## SELECTION
Proxmox is very rude to its install disk by way of logging- a USB will not survive more than a few months.

Also about opool repeatedly scrubbing, it might be that the disk is dropping out and coming back enough to throw it right into a scrub/resilver- but you’ve been fighting that uphill battle with that drive for a few months now.

yeah its been acting up since the server was on a table where i used a hammer :smiley:
gently and around that time bumped the table… been cranky ever since…

the two sas drives was a part of my original pool, but sas and sata doesn’t play well together i found out…
then it ended up as a mirror disk for my streaming server and performed quite well for a few months…
until i decided it was doing so well and scrubbing perfectly so it would be fine to drop a storage node on it…

didn’t like that one bit, so i guess it’s going back to being a mostly idle storage media, seems to work fine for that… besides for a mirror i don’t need it to be perfect… just be right in case the other one throws a bit error, and it seems to be able to do that.

bought the two sas drives cheap on ebay from a private seller
2 for the price of one… :smiley: he claimed that he bought the wrong drives… but yeah… i got scammed… it kinda works tho… when it’s not being written on to much… lol

i started the scrubs on opool most of the time… was basically just testing to see if zfs would figure out a way to make it work eventually. or if it would be a waste of time to do the same process on some other stupid drive in the future.

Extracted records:
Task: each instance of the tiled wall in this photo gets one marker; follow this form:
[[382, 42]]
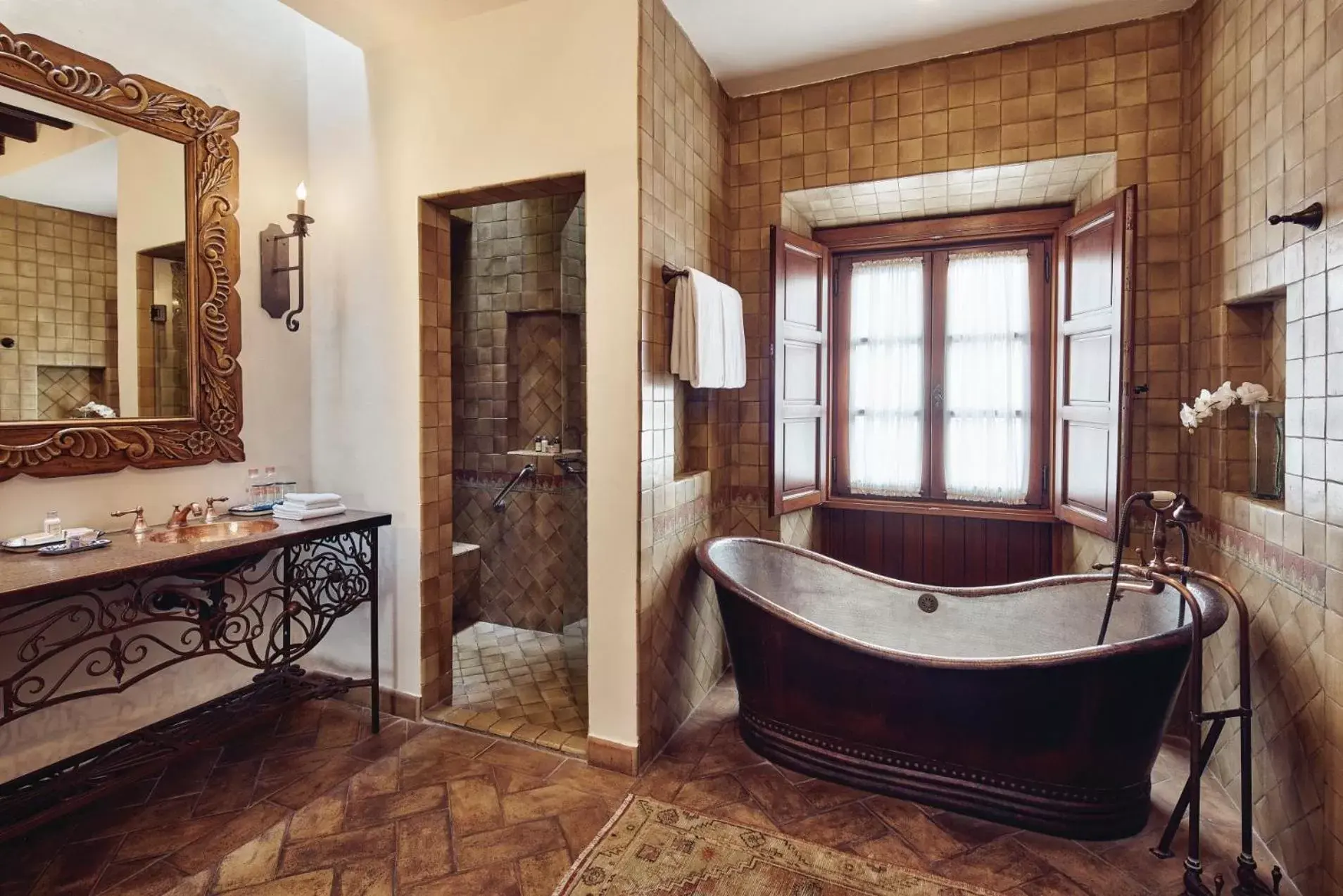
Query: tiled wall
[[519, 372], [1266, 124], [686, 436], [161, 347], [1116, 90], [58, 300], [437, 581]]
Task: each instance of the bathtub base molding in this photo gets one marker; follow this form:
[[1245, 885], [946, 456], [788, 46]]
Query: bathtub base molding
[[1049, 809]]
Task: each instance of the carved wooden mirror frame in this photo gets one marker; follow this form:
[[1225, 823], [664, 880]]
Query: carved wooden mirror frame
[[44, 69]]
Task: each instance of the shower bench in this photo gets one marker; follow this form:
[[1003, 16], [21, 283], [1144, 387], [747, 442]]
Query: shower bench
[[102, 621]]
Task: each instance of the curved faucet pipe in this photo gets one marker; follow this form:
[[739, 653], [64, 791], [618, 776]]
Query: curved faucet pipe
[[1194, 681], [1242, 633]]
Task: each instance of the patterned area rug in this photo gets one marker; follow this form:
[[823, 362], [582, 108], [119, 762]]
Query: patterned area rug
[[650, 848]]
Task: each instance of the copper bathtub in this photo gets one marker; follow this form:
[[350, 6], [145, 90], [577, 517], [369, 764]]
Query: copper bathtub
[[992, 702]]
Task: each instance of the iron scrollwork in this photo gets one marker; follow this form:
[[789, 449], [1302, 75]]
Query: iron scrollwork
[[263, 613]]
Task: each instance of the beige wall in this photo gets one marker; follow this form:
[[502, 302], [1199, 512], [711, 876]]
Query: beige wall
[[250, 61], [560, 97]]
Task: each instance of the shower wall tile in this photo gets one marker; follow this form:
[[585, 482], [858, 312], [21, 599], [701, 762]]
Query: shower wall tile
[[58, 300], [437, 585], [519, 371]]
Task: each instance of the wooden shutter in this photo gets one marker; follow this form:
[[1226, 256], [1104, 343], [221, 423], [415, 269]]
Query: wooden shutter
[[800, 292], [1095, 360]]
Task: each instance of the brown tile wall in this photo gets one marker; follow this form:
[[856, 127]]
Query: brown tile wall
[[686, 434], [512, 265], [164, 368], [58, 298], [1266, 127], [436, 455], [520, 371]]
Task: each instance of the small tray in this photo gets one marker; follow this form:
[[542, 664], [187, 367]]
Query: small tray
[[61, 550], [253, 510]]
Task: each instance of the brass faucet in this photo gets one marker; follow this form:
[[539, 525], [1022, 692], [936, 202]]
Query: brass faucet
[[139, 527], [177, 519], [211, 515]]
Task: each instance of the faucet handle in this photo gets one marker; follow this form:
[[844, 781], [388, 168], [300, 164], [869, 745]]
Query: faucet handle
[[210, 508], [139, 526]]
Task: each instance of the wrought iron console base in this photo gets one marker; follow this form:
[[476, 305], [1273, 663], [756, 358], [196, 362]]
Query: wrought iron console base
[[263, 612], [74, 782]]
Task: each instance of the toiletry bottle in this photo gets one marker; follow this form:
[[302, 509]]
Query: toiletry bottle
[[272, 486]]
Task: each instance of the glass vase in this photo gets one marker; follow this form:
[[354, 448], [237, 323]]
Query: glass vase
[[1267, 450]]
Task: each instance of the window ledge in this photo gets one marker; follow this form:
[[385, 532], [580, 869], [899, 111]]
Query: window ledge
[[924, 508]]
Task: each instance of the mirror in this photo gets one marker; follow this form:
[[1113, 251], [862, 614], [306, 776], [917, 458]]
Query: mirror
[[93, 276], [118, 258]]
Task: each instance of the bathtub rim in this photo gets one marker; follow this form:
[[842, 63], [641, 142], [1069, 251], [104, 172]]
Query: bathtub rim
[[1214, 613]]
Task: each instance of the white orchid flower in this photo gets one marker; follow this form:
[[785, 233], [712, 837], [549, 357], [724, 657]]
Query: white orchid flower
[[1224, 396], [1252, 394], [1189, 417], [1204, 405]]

* * *

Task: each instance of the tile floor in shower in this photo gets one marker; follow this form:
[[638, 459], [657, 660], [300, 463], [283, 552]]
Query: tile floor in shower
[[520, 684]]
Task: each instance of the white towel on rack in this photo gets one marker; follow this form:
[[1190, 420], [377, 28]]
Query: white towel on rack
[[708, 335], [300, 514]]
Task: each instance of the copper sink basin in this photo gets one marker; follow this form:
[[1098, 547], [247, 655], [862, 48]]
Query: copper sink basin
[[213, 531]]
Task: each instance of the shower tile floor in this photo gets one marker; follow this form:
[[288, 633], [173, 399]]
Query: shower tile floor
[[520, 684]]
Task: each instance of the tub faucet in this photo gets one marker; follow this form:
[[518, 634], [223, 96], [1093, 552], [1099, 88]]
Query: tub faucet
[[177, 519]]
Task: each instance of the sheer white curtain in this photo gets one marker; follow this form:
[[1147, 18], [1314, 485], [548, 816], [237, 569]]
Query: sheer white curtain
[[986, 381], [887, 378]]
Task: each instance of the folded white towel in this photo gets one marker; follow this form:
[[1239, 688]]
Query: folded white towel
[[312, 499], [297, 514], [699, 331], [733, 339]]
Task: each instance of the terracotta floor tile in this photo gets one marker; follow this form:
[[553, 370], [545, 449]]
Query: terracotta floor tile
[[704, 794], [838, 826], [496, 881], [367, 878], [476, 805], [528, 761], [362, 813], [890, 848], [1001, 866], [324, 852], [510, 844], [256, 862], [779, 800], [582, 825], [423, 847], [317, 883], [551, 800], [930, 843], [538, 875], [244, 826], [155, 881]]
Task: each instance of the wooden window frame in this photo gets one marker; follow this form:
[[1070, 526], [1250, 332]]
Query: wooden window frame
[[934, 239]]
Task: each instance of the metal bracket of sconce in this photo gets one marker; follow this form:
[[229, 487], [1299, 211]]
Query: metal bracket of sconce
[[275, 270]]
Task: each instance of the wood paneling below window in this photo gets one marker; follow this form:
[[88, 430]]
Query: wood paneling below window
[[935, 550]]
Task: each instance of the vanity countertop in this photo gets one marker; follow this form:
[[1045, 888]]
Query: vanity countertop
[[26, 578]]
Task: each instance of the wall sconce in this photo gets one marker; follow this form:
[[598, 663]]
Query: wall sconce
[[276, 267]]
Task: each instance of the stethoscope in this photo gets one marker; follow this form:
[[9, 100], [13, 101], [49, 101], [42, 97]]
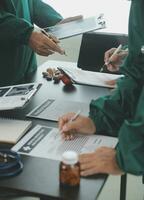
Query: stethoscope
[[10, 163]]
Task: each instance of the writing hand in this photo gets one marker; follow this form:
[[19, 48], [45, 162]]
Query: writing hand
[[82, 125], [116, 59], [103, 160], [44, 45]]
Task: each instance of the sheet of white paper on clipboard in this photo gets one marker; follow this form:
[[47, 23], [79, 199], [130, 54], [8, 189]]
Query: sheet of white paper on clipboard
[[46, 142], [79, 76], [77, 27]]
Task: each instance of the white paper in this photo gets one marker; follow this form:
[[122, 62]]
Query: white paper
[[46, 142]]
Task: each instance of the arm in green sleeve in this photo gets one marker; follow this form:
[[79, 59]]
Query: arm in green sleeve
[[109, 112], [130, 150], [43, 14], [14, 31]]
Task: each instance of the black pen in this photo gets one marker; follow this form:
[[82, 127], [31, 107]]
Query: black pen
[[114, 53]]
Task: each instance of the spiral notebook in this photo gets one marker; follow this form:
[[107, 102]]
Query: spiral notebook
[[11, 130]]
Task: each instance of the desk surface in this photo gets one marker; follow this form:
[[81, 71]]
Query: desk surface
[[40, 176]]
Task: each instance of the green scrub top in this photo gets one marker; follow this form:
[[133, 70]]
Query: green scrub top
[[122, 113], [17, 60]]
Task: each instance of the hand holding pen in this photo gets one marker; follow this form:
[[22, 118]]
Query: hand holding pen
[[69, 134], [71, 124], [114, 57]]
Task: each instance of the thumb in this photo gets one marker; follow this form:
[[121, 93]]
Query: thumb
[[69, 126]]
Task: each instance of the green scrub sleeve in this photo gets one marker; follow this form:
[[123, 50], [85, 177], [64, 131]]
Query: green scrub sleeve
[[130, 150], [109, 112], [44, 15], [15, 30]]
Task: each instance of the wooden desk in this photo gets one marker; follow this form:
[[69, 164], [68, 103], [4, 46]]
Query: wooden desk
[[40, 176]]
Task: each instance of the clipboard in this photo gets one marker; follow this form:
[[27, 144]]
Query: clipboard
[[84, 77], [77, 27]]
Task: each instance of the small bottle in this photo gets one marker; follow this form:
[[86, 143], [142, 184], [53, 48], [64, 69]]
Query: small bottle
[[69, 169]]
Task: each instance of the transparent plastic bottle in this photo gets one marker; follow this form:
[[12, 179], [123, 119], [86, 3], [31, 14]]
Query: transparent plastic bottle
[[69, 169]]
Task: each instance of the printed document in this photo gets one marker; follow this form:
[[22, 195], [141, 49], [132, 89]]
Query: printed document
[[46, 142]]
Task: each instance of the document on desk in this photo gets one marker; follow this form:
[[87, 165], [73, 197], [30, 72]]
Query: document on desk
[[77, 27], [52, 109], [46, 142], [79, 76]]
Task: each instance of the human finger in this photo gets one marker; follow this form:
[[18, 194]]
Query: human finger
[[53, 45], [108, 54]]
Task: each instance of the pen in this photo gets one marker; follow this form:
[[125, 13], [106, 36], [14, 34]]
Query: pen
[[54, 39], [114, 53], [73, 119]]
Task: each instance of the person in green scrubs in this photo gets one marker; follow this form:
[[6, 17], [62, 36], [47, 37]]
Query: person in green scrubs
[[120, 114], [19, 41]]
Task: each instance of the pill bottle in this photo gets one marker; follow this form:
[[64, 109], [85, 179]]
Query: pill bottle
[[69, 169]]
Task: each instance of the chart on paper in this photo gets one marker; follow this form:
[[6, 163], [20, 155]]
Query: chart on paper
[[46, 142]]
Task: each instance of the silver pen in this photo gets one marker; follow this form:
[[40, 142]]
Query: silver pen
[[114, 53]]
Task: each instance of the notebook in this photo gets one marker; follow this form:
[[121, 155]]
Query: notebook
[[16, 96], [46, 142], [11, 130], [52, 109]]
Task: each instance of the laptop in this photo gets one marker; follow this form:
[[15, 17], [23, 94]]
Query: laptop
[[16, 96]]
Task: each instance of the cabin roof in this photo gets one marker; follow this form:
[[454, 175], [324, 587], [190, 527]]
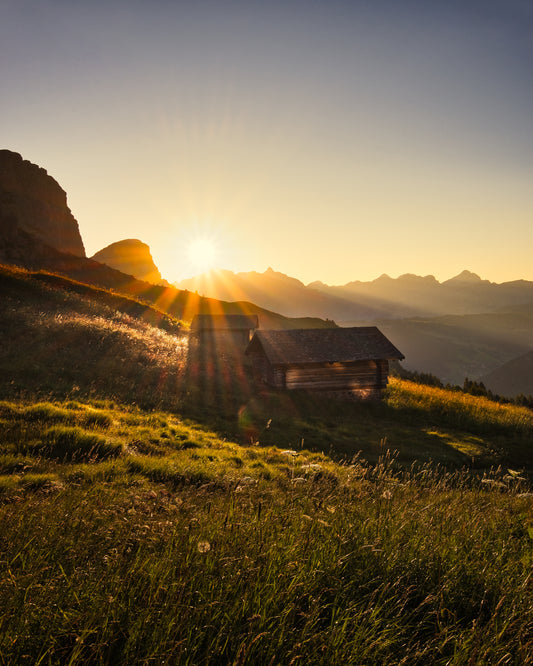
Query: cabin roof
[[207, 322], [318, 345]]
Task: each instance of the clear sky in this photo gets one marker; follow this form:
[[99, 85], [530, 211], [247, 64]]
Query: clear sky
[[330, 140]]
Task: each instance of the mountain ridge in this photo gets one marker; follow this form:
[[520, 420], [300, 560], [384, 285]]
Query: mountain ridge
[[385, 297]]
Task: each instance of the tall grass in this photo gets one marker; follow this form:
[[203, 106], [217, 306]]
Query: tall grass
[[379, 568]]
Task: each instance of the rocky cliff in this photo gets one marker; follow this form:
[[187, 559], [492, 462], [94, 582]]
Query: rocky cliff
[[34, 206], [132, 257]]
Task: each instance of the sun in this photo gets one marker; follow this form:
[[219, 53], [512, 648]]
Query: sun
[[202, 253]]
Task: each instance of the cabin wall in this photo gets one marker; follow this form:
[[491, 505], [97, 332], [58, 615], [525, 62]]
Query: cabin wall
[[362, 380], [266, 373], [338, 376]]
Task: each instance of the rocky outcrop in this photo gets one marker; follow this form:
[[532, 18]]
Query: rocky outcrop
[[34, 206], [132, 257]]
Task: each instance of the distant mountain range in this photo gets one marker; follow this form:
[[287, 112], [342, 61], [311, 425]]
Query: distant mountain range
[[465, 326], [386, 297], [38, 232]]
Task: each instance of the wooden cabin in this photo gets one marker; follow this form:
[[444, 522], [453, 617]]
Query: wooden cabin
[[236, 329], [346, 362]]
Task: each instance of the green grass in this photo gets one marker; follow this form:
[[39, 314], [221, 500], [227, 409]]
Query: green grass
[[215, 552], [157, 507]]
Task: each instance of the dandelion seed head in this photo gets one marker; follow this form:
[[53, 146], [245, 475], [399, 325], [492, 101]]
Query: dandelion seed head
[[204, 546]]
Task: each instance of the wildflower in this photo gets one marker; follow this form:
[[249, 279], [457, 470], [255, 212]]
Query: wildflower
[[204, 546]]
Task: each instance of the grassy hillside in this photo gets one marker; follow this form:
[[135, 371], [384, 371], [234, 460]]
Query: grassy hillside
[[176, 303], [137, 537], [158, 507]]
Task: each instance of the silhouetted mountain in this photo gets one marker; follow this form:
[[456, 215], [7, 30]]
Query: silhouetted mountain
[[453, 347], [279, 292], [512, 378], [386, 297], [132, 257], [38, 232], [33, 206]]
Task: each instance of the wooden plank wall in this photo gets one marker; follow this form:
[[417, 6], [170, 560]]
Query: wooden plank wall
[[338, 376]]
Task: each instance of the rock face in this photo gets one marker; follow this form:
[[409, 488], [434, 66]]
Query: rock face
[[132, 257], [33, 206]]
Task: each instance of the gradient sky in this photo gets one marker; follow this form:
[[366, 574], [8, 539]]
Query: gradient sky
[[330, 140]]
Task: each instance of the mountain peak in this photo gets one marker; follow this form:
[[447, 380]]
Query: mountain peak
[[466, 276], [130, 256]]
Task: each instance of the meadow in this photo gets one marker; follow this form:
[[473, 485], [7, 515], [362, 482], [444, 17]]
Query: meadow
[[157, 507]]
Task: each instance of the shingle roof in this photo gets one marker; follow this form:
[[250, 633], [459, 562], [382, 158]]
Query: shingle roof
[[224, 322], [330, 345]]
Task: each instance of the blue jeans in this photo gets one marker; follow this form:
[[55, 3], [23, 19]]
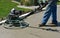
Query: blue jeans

--

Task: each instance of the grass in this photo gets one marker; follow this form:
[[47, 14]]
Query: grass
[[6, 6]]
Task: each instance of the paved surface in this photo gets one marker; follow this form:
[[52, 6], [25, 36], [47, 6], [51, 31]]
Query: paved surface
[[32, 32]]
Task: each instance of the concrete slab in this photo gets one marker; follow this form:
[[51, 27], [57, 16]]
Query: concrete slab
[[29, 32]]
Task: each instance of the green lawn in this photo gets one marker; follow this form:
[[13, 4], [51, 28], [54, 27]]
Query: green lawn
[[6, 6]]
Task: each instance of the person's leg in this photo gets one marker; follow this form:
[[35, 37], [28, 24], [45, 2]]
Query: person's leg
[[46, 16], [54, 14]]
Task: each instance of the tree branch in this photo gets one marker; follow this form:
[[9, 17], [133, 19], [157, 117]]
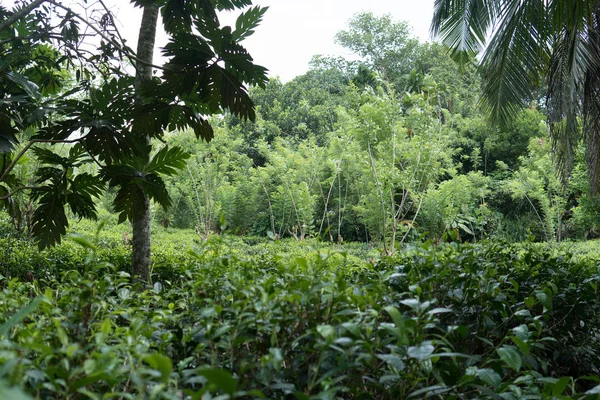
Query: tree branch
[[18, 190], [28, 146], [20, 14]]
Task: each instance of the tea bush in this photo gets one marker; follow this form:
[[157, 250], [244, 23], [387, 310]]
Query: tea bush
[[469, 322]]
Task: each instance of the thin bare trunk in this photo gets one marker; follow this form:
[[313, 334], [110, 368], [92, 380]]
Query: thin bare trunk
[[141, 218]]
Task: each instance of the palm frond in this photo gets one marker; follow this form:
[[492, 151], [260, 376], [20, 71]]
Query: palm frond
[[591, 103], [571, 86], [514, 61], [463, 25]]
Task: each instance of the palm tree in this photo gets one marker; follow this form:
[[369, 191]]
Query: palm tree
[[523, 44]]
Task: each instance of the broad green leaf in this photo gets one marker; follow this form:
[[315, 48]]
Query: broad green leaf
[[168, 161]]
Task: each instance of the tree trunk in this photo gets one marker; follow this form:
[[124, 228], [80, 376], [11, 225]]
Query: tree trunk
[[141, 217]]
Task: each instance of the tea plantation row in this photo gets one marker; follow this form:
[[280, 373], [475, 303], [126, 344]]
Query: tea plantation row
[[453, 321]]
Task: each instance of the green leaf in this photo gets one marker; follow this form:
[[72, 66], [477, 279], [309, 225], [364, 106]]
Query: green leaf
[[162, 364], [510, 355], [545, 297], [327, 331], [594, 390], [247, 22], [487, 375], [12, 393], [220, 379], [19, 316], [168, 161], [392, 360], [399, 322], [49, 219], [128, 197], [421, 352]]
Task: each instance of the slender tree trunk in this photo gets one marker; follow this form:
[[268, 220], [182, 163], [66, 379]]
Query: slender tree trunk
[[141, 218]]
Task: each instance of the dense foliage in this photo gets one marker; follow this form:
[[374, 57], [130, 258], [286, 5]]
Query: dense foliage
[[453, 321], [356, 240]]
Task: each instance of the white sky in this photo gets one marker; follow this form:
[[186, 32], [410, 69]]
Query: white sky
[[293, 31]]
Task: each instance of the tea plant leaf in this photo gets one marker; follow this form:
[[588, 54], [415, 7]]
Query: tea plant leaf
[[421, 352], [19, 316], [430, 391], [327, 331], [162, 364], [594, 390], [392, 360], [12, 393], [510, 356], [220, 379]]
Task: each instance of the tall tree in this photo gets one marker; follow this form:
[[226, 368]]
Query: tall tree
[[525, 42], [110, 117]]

## STATED GOAL A
Retype the part of the forum post about the failing drives, covering the stretch from "didn’t like that" through "to do that.".
## STATED GOAL B
Put the records from the line containing "Task: each instance of the shower bench" through the line containing "[[210, 508], [139, 526]]" into a numbered list, skipping any blank lines.

## EXPECTED ANSWER A
didn’t like that one bit, so i guess it’s going back to being a mostly idle storage media, seems to work fine for that… besides for a mirror i don’t need it to be perfect… just be right in case the other one throws a bit error, and it seems to be able to do that.

## EXPECTED ANSWER B
1. Task: each instance of the shower bench in this photo gets one marker; follow this form:
2. [[1003, 16], [21, 283], [1144, 387], [747, 442]]
3. Query: shower bench
4. [[102, 621]]
5. Task: each instance of the curved faucet pipe in this photo gets one marker; follow this form:
6. [[739, 653], [64, 791], [618, 776]]
7. Query: curved faucet pipe
8. [[1194, 681], [1242, 633]]
9. Task: each instance of the patterned area rug in this photo gets one marker; follow this form:
10. [[823, 362], [582, 108], [119, 762]]
11. Query: patterned area rug
12. [[650, 848]]
13. Task: each instance of the copper bathtub in this photo gets one marker; follow this form:
14. [[350, 6], [145, 90], [577, 517], [369, 764]]
15. Query: copper bathtub
16. [[992, 702]]
17. Task: each instance of the iron scrollwork in this photo gets one marker; follow this form:
18. [[789, 449], [1302, 75]]
19. Query: iron scrollwork
20. [[263, 613]]
21. Task: each instance of the beige wall in this photo gets one marker; follow this form:
22. [[502, 302], [1199, 512], [711, 876]]
23. Query: beige wall
24. [[250, 61], [560, 97]]
25. Task: each instance of the shower wall tile in this photo gets one marker; follow this form:
26. [[585, 482], [858, 312], [21, 599], [701, 762]]
27. Query: shower wall tile
28. [[58, 300], [437, 585], [519, 371]]
29. Task: each instance of the wooden shutter in this photo gets one marker; follow this form:
30. [[1226, 256], [1104, 343], [221, 423], [415, 269]]
31. Query: wooden shutter
32. [[800, 292], [1095, 360]]
33. Task: each instance of the brown tile wall in this photo gets one marker; follow this form:
34. [[856, 127]]
35. Query: brown tile wall
36. [[686, 434], [512, 265], [164, 368], [58, 298], [1266, 127], [436, 455], [520, 371]]
37. Task: each instance of the small tray in this photo gets one marker; follow this form:
38. [[542, 664], [187, 367]]
39. Query: small tray
40. [[61, 550], [253, 510]]
41. Task: each instance of the brass faucet in this photo gets one marker; follow this form:
42. [[539, 525], [1022, 692], [936, 202]]
43. Query: brass faucet
44. [[139, 527], [177, 519], [211, 515]]
45. Task: each instance of the faucet handle in this photo gets one marker; follow this form:
46. [[844, 781], [388, 168], [300, 164], [869, 745]]
47. Query: faucet handle
48. [[210, 508], [139, 526]]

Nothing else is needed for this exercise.